══ Information supplied

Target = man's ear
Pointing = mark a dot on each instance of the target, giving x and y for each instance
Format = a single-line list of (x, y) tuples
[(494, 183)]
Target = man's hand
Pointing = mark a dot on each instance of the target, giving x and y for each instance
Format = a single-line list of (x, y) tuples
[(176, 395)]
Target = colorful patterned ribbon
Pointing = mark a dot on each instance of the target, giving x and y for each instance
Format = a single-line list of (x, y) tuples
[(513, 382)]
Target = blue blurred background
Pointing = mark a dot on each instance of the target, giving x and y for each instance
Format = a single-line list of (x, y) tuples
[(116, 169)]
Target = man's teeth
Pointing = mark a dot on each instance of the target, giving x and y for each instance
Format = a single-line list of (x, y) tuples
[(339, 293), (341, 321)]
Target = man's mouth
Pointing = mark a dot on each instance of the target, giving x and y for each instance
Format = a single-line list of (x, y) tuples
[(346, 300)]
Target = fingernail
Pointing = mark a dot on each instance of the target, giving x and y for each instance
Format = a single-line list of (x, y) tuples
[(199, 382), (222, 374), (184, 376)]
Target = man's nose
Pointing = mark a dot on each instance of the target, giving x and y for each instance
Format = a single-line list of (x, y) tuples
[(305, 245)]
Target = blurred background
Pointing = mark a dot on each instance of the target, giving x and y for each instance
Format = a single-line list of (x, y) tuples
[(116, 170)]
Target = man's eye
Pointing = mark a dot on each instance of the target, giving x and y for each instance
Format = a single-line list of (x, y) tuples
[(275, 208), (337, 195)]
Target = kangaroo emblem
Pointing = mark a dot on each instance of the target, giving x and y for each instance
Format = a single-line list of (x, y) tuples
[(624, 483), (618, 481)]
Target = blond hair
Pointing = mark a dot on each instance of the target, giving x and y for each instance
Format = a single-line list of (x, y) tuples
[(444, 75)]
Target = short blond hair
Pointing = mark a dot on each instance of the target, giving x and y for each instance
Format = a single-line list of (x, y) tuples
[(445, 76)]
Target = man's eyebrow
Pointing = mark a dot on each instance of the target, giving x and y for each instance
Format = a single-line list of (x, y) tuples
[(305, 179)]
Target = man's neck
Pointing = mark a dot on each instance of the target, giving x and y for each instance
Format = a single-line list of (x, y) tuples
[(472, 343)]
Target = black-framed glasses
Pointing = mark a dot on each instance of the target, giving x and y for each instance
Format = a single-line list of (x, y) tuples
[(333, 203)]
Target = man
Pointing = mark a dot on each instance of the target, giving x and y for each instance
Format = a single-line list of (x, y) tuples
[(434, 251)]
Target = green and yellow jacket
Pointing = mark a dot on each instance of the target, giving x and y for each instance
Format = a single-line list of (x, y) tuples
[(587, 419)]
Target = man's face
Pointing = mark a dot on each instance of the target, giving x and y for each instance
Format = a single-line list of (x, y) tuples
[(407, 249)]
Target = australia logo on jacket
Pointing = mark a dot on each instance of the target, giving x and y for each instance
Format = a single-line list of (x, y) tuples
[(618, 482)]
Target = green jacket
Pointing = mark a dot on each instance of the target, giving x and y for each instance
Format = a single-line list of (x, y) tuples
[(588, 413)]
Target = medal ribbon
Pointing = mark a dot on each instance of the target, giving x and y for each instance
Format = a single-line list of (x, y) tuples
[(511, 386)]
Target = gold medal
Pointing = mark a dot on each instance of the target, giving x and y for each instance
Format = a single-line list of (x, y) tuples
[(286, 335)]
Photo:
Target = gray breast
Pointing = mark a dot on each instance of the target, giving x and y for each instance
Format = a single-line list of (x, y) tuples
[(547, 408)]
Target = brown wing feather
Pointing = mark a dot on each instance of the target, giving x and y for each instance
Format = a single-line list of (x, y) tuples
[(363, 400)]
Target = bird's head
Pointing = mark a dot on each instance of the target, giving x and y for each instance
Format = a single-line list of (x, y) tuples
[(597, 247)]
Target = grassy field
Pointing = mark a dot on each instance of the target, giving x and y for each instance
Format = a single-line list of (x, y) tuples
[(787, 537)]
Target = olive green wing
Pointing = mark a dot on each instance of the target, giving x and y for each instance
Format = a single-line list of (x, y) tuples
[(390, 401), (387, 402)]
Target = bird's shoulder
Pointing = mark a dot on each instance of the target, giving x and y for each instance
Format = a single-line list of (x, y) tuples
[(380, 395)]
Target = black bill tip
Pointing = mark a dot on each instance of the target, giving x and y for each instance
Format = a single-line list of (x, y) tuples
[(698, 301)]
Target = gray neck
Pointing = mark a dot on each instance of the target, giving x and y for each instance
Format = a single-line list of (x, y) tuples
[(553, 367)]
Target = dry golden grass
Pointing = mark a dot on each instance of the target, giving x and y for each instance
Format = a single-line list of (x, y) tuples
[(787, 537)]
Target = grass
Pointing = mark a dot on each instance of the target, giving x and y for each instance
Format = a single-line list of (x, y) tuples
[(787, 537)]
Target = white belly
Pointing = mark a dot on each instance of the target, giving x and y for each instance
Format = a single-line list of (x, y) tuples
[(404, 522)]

════

Exercise objective
Copy every line from the records that holds the string "wing".

Result of this task
Target = brown wing feather
Target = olive green wing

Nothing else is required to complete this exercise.